INPUT FOR THIS TASK:

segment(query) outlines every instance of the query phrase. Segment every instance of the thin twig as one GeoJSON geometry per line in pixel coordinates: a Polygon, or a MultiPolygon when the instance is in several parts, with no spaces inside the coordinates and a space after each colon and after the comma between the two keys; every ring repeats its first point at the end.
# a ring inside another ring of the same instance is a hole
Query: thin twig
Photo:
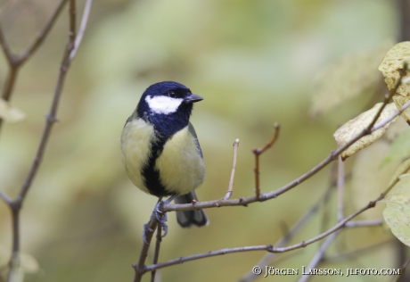
{"type": "MultiPolygon", "coordinates": [[[[387,123],[390,122],[392,120],[394,120],[397,116],[401,114],[406,109],[407,109],[410,106],[410,101],[406,103],[403,106],[401,106],[398,110],[396,110],[395,113],[391,114],[389,118],[386,120],[378,122],[375,124],[372,129],[371,133],[373,131],[376,131],[377,129],[382,128],[385,126],[387,123]]],[[[195,203],[195,204],[192,203],[167,203],[161,206],[161,211],[162,212],[173,212],[173,211],[193,211],[193,210],[201,210],[201,209],[209,209],[209,208],[217,208],[217,207],[222,207],[222,206],[238,206],[238,205],[243,205],[246,206],[249,203],[252,203],[255,202],[260,202],[260,201],[266,201],[272,198],[276,198],[278,195],[281,195],[282,194],[291,190],[291,188],[295,187],[296,186],[299,185],[306,179],[309,178],[318,171],[320,171],[323,168],[324,168],[327,164],[330,162],[333,162],[337,157],[347,148],[348,148],[352,144],[354,144],[356,141],[363,137],[364,136],[368,135],[366,133],[366,130],[363,130],[361,133],[359,133],[357,136],[353,137],[350,141],[346,143],[344,145],[340,146],[335,151],[332,151],[329,156],[322,161],[320,163],[318,163],[316,167],[314,167],[312,170],[306,172],[302,176],[299,177],[298,178],[294,179],[293,181],[288,183],[287,185],[282,187],[281,188],[271,191],[268,193],[261,194],[259,198],[257,198],[257,196],[250,196],[247,198],[244,197],[240,197],[239,199],[232,199],[232,200],[216,200],[216,201],[208,201],[208,202],[198,202],[195,203]]]]}
{"type": "MultiPolygon", "coordinates": [[[[64,4],[67,3],[67,1],[68,0],[62,0],[60,4],[57,6],[57,9],[54,11],[52,17],[45,24],[44,29],[38,33],[31,46],[20,55],[12,54],[12,50],[10,49],[7,44],[4,34],[3,33],[2,27],[0,25],[0,46],[2,46],[2,49],[7,59],[7,62],[9,64],[9,70],[2,93],[3,100],[6,102],[10,101],[12,90],[14,88],[14,85],[17,80],[17,74],[19,72],[20,68],[36,52],[36,50],[41,46],[43,41],[45,39],[46,36],[48,35],[53,25],[54,24],[55,21],[60,15],[60,12],[62,11],[62,8],[64,7],[64,4]]],[[[0,130],[3,126],[3,119],[0,119],[0,130]]]]}
{"type": "MultiPolygon", "coordinates": [[[[406,168],[404,172],[406,172],[410,170],[409,168],[406,168]]],[[[208,253],[197,253],[193,255],[189,255],[185,257],[180,257],[178,259],[175,260],[170,260],[165,262],[158,263],[158,264],[153,264],[150,266],[145,267],[145,272],[146,271],[152,271],[153,270],[158,270],[161,269],[164,267],[168,267],[170,265],[175,265],[178,263],[183,263],[185,261],[193,261],[193,260],[199,260],[199,259],[203,259],[207,257],[211,257],[211,256],[216,256],[216,255],[221,255],[221,254],[226,254],[226,253],[242,253],[242,252],[250,252],[250,251],[266,251],[269,253],[284,253],[284,252],[289,252],[292,250],[296,250],[299,248],[306,247],[307,245],[309,245],[324,237],[326,237],[327,236],[338,231],[340,228],[345,228],[346,223],[350,221],[353,218],[357,217],[360,213],[364,212],[366,210],[369,210],[371,208],[373,208],[376,206],[376,203],[380,201],[381,201],[384,196],[393,188],[393,187],[400,180],[400,178],[398,177],[396,178],[389,185],[389,187],[386,188],[386,190],[381,193],[374,201],[369,202],[363,208],[357,210],[357,212],[353,212],[350,214],[348,217],[343,219],[343,220],[340,220],[333,226],[332,228],[326,230],[325,232],[323,232],[322,234],[319,234],[318,236],[310,238],[307,241],[302,241],[299,244],[292,245],[287,247],[274,247],[272,245],[253,245],[253,246],[243,246],[243,247],[236,247],[236,248],[226,248],[222,250],[217,250],[217,251],[211,251],[208,253]]]]}
{"type": "Polygon", "coordinates": [[[234,142],[234,163],[232,164],[232,170],[231,170],[231,178],[229,179],[228,185],[228,191],[224,197],[224,200],[228,200],[232,195],[232,191],[234,189],[234,178],[235,177],[235,170],[236,170],[236,156],[238,155],[238,147],[239,147],[239,139],[236,139],[234,142]]]}
{"type": "MultiPolygon", "coordinates": [[[[350,222],[348,222],[348,223],[350,223],[350,222]]],[[[326,261],[326,262],[327,261],[332,262],[332,261],[341,261],[341,260],[350,260],[352,257],[356,257],[359,253],[371,252],[373,250],[375,250],[375,249],[377,249],[377,248],[379,248],[379,247],[381,247],[381,246],[382,246],[382,245],[386,245],[388,243],[391,243],[391,242],[393,242],[393,240],[390,239],[390,240],[380,242],[380,243],[377,243],[377,244],[374,244],[374,245],[366,245],[365,247],[356,249],[356,250],[353,250],[353,251],[346,251],[346,252],[339,253],[329,255],[329,256],[326,255],[326,256],[324,257],[324,261],[326,261]]]]}
{"type": "Polygon", "coordinates": [[[45,126],[43,131],[43,136],[41,137],[40,144],[38,145],[37,152],[34,158],[33,163],[31,164],[30,170],[24,181],[21,189],[20,190],[19,195],[16,201],[21,203],[26,196],[29,188],[31,187],[31,183],[36,176],[38,167],[40,165],[41,160],[43,159],[43,154],[45,153],[45,146],[47,145],[48,138],[50,137],[51,129],[53,125],[57,121],[56,114],[58,104],[60,102],[60,97],[62,92],[62,87],[66,78],[67,70],[70,68],[70,54],[74,48],[74,40],[76,35],[76,4],[75,0],[70,1],[70,32],[69,32],[69,43],[66,46],[66,50],[62,58],[62,65],[60,67],[60,74],[57,80],[57,85],[54,90],[54,95],[53,98],[53,103],[50,108],[50,112],[45,117],[45,126]]]}
{"type": "Polygon", "coordinates": [[[12,200],[7,195],[5,195],[5,193],[4,193],[3,191],[0,191],[0,198],[2,198],[2,200],[4,201],[4,203],[9,205],[12,202],[12,200]]]}
{"type": "Polygon", "coordinates": [[[373,226],[381,226],[383,224],[383,220],[356,220],[346,223],[346,228],[369,228],[373,226]]]}
{"type": "MultiPolygon", "coordinates": [[[[150,248],[150,244],[152,239],[153,233],[157,228],[158,221],[157,218],[155,217],[155,213],[152,212],[152,216],[151,217],[151,220],[144,227],[144,234],[145,234],[145,242],[143,245],[143,248],[141,249],[140,257],[138,258],[138,261],[135,264],[133,264],[133,268],[135,270],[134,275],[134,282],[141,281],[143,275],[147,272],[145,267],[145,260],[148,255],[148,249],[150,248]]],[[[152,271],[152,270],[150,271],[152,271]]]]}
{"type": "Polygon", "coordinates": [[[403,265],[400,268],[400,274],[396,276],[396,278],[394,278],[393,282],[398,282],[398,280],[400,280],[400,278],[405,273],[406,269],[407,268],[409,263],[410,263],[410,257],[405,261],[405,263],[403,263],[403,265]]]}
{"type": "Polygon", "coordinates": [[[340,155],[338,158],[338,221],[344,219],[343,190],[345,186],[345,165],[340,155]]]}
{"type": "MultiPolygon", "coordinates": [[[[405,65],[406,63],[404,63],[405,65]]],[[[388,95],[384,96],[384,101],[381,106],[379,108],[379,111],[377,112],[376,115],[373,117],[372,120],[372,122],[367,126],[367,128],[365,129],[366,133],[370,134],[373,132],[372,129],[373,127],[376,124],[377,120],[379,120],[379,117],[381,116],[381,112],[383,112],[384,108],[386,107],[387,104],[391,100],[391,97],[398,92],[398,87],[400,87],[402,83],[403,77],[406,76],[406,70],[400,69],[398,70],[398,79],[396,80],[393,88],[390,89],[388,95]]]]}
{"type": "Polygon", "coordinates": [[[256,193],[256,198],[259,199],[260,195],[260,184],[259,184],[259,155],[269,149],[275,142],[277,140],[279,137],[279,131],[281,129],[281,126],[279,123],[275,123],[274,125],[275,128],[275,134],[272,139],[263,147],[258,148],[258,149],[253,149],[252,153],[255,154],[255,169],[253,170],[255,171],[255,193],[256,193]]]}
{"type": "MultiPolygon", "coordinates": [[[[152,260],[152,264],[158,263],[158,258],[160,257],[160,247],[161,241],[162,241],[162,227],[159,224],[157,226],[157,239],[155,242],[155,252],[154,252],[154,257],[152,260]]],[[[157,270],[153,270],[151,272],[151,282],[155,282],[156,272],[157,272],[157,270]]]]}
{"type": "Polygon", "coordinates": [[[84,33],[86,32],[86,24],[88,22],[88,17],[91,12],[91,6],[93,4],[93,0],[86,0],[86,6],[84,7],[83,17],[81,18],[81,23],[79,26],[78,33],[76,37],[76,42],[74,43],[74,49],[70,54],[70,60],[73,60],[76,56],[77,50],[83,40],[84,33]]]}
{"type": "MultiPolygon", "coordinates": [[[[45,37],[45,35],[51,29],[51,26],[54,22],[55,19],[59,14],[59,9],[62,9],[62,5],[66,0],[62,1],[61,5],[57,9],[57,12],[54,12],[51,21],[49,21],[48,24],[46,25],[45,29],[40,33],[40,36],[37,37],[35,43],[28,49],[27,54],[23,54],[20,57],[21,62],[27,60],[32,53],[39,46],[41,42],[45,37]]],[[[69,42],[66,46],[64,55],[62,58],[62,62],[60,68],[60,73],[57,79],[57,84],[55,87],[52,105],[50,107],[50,112],[45,118],[45,125],[44,128],[43,135],[41,137],[41,140],[36,153],[36,156],[33,160],[31,164],[31,168],[28,173],[28,176],[21,186],[21,188],[19,192],[18,196],[13,201],[8,201],[7,196],[5,196],[3,193],[2,198],[9,204],[11,211],[12,211],[12,257],[10,260],[10,271],[7,281],[13,280],[13,276],[17,273],[18,269],[20,267],[20,212],[21,210],[22,203],[29,192],[29,189],[31,187],[32,181],[38,170],[41,160],[43,158],[45,146],[50,137],[50,133],[54,122],[57,121],[56,113],[58,109],[58,104],[60,102],[60,97],[62,92],[63,83],[66,78],[67,71],[70,65],[70,54],[71,51],[74,49],[74,41],[76,37],[76,1],[70,0],[70,9],[69,9],[69,21],[70,21],[70,32],[69,32],[69,42]]],[[[4,49],[4,45],[2,44],[3,48],[4,49]]],[[[17,67],[16,67],[17,68],[17,67]]],[[[10,95],[9,95],[10,97],[10,95]]],[[[1,126],[1,125],[0,125],[1,126]]]]}
{"type": "Polygon", "coordinates": [[[38,49],[38,47],[41,46],[41,44],[44,42],[44,40],[47,37],[53,26],[54,25],[55,21],[59,17],[60,13],[62,12],[68,0],[62,0],[60,2],[54,12],[53,12],[52,17],[50,18],[50,20],[48,20],[47,23],[43,28],[43,29],[41,29],[40,32],[37,34],[37,36],[36,37],[36,39],[34,39],[30,46],[24,53],[22,53],[20,55],[18,56],[17,64],[21,65],[24,62],[27,61],[27,59],[29,59],[36,52],[37,49],[38,49]]]}
{"type": "Polygon", "coordinates": [[[3,28],[0,25],[0,46],[4,53],[5,58],[7,59],[7,62],[10,66],[13,65],[13,61],[15,60],[14,54],[12,53],[9,45],[7,44],[7,40],[5,39],[4,33],[3,32],[3,28]]]}
{"type": "MultiPolygon", "coordinates": [[[[313,216],[319,210],[320,205],[322,203],[325,202],[330,195],[331,192],[334,190],[334,186],[331,185],[329,187],[324,191],[324,193],[320,196],[320,198],[315,203],[315,204],[308,210],[308,212],[296,222],[288,231],[288,233],[283,236],[280,240],[278,240],[274,245],[276,247],[283,247],[286,245],[291,239],[302,229],[302,228],[309,222],[309,220],[313,218],[313,216]]],[[[276,257],[277,253],[267,253],[265,256],[258,261],[257,264],[260,267],[269,265],[270,262],[276,257]]],[[[255,280],[258,276],[256,276],[252,271],[249,271],[245,274],[240,280],[240,282],[250,282],[255,280]]]]}
{"type": "MultiPolygon", "coordinates": [[[[324,253],[326,250],[330,247],[331,244],[336,239],[338,236],[339,233],[334,232],[331,236],[329,236],[326,240],[324,240],[324,244],[320,246],[319,250],[317,250],[316,253],[315,253],[312,261],[310,261],[309,265],[306,269],[308,270],[308,273],[309,272],[310,270],[315,269],[322,261],[324,253]]],[[[300,278],[298,280],[298,282],[307,282],[310,278],[310,275],[302,275],[300,278]]]]}

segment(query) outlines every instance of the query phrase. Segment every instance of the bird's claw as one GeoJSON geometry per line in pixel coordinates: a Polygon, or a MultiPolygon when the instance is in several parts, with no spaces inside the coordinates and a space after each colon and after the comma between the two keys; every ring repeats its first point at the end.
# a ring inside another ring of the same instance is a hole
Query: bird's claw
{"type": "MultiPolygon", "coordinates": [[[[168,220],[167,213],[160,210],[160,207],[163,203],[164,202],[162,201],[158,202],[158,203],[155,205],[155,208],[153,210],[153,213],[155,214],[155,219],[157,220],[158,223],[162,228],[162,230],[164,230],[164,234],[161,236],[161,237],[165,237],[168,234],[168,225],[165,223],[168,220]]],[[[152,216],[150,221],[152,220],[152,216]]],[[[145,243],[146,245],[149,245],[147,243],[147,236],[146,236],[148,231],[153,232],[153,230],[152,229],[148,230],[148,223],[147,223],[144,225],[144,231],[143,231],[143,240],[144,240],[144,243],[145,243]]]]}
{"type": "Polygon", "coordinates": [[[168,216],[166,212],[160,210],[162,204],[164,204],[164,202],[162,201],[158,202],[158,203],[155,205],[155,208],[154,208],[154,214],[155,214],[155,218],[157,219],[158,222],[161,226],[162,229],[164,230],[164,234],[161,236],[161,237],[165,237],[168,233],[168,225],[165,223],[168,220],[168,216]]]}

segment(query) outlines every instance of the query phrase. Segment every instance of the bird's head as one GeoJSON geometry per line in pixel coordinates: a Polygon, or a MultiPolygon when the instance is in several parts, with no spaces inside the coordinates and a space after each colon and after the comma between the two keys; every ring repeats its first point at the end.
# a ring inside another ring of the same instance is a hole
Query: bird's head
{"type": "Polygon", "coordinates": [[[172,135],[188,125],[193,104],[202,99],[180,83],[159,82],[143,94],[136,113],[159,132],[172,135]]]}

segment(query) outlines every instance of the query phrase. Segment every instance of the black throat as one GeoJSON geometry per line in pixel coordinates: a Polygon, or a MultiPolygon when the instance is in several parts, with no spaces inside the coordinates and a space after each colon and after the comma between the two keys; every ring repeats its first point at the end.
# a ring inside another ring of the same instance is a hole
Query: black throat
{"type": "MultiPolygon", "coordinates": [[[[155,169],[158,157],[161,154],[165,143],[171,137],[168,135],[160,135],[156,132],[157,141],[152,143],[152,154],[148,159],[146,165],[143,168],[141,173],[144,178],[145,187],[151,195],[157,197],[171,195],[172,193],[167,191],[166,187],[160,180],[160,171],[155,169]]],[[[171,164],[172,165],[172,164],[171,164]]]]}

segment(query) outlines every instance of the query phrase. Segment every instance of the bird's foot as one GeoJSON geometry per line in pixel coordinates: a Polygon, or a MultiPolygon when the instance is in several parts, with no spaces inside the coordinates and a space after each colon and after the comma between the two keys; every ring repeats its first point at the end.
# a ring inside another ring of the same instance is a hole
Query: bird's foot
{"type": "MultiPolygon", "coordinates": [[[[153,210],[153,214],[155,214],[155,219],[157,220],[158,223],[161,226],[162,229],[164,230],[164,234],[162,235],[162,237],[166,236],[168,234],[168,225],[165,223],[168,220],[167,217],[167,212],[162,212],[160,209],[164,203],[169,203],[171,201],[176,197],[176,195],[170,196],[167,201],[158,201],[157,204],[155,205],[155,208],[153,210]]],[[[151,216],[150,221],[152,220],[152,215],[151,216]]],[[[148,245],[147,239],[146,239],[146,234],[147,232],[153,232],[154,230],[148,230],[148,223],[144,225],[144,231],[143,231],[143,240],[144,243],[148,245]]]]}

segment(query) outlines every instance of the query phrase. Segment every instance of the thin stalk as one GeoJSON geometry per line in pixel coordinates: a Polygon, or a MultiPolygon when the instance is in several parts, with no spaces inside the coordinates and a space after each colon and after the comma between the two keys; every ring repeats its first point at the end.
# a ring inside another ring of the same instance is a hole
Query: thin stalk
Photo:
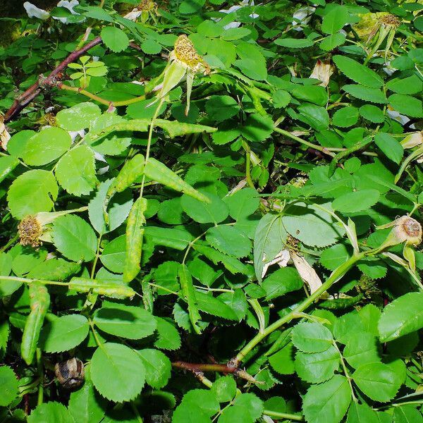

WHAT TO WORK ON: Reproduce the lines starting at the line containing "the bird's foot" and ending at the end of the records, replacing "ring" with "loop" and leaving everything else unchanged. Omit the pictures from your answer.

FINISHED EXERCISE:
segment(query) outlines every instance of the query phrase. Segment every instance of the bird's foot as one GeoJSON geometry per line in pixel coordinates: a Polygon, or a MultiPolygon when the instance is in several parts, with no spaces inside the coordinates and a space after each colon and after the comma between the two keys; every loop repeats its first point at the end.
# a loop inside another loop of the same instance is a hole
Query: bird's foot
{"type": "MultiPolygon", "coordinates": [[[[153,210],[153,214],[155,214],[155,219],[157,220],[158,223],[161,226],[162,229],[164,230],[164,234],[162,235],[162,237],[166,236],[168,234],[168,225],[165,223],[168,220],[167,217],[167,212],[162,212],[160,209],[164,203],[169,203],[171,201],[176,197],[176,195],[170,196],[167,201],[158,201],[157,204],[155,205],[155,208],[153,210]]],[[[151,216],[150,221],[152,220],[152,215],[151,216]]],[[[148,245],[147,239],[146,239],[146,234],[147,232],[153,232],[154,230],[148,230],[148,223],[144,225],[144,231],[143,231],[143,240],[144,243],[148,245]]]]}

segment(query) outlines every instance of the query phrase. Segment every instance of the thin stalk as one GeoJSON geometry per line in pixel coordinates: a Polygon, or a MultiPolygon when the instance is in several parts, with no spaces inside the coordinates and a space after each colon and after the comma between the two keys; every loop repeats its first point at the end.
# a loop inside another loop of the same instance is a hole
Query: thin stalk
Photo:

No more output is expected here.